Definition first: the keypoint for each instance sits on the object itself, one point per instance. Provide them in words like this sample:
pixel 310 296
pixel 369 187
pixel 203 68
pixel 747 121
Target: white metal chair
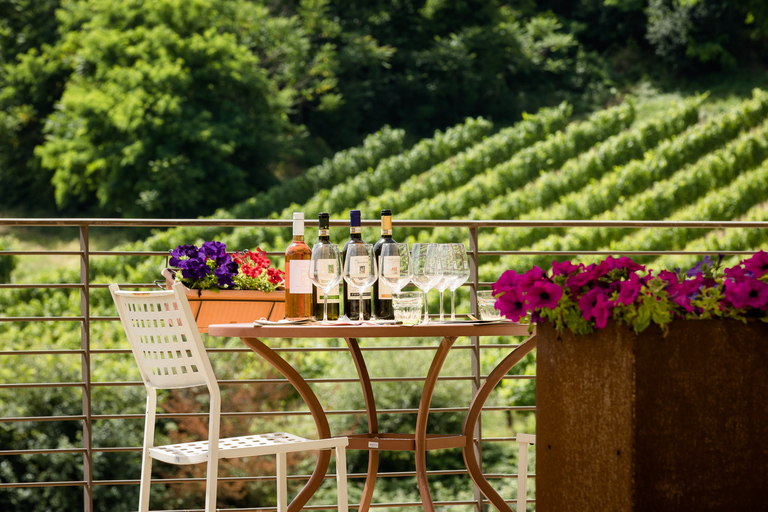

▶ [Task prompt]: Rewrite the rows above with "white metal chair" replaced by "red plastic stool" and everything else left unchanged. Omit the pictures.

▶ [Expected answer]:
Definition first: the keypoint for each instance sits on the object itself, one point per instance. Provide them in words like this sample:
pixel 310 296
pixel 369 187
pixel 203 68
pixel 747 121
Target: red plastic stool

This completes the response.